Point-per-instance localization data
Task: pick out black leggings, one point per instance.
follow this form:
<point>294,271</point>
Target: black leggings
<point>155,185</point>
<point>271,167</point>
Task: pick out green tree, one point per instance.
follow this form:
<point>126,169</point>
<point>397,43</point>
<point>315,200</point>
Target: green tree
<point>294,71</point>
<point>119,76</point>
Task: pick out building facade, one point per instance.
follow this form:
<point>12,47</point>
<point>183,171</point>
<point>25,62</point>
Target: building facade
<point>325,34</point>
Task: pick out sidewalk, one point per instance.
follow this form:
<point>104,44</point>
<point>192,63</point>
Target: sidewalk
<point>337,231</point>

= TASK ITEM =
Write the data out once more. Keep every word the same.

= ANSWER TO THE EXERCISE =
Task: pick out black leggings, one point per instance.
follow this form:
<point>294,271</point>
Target: black leggings
<point>155,185</point>
<point>271,167</point>
Task: pick out green tree, one point per instance.
follow this form:
<point>126,169</point>
<point>397,43</point>
<point>315,200</point>
Target: green tree
<point>294,71</point>
<point>119,76</point>
Task: pick out building facade, one point per instance.
follow this form:
<point>12,47</point>
<point>183,171</point>
<point>25,62</point>
Target: building facade
<point>325,34</point>
Task: pick out sidewalk, one point per instance.
follow this form:
<point>104,44</point>
<point>192,63</point>
Target: sidewalk
<point>337,231</point>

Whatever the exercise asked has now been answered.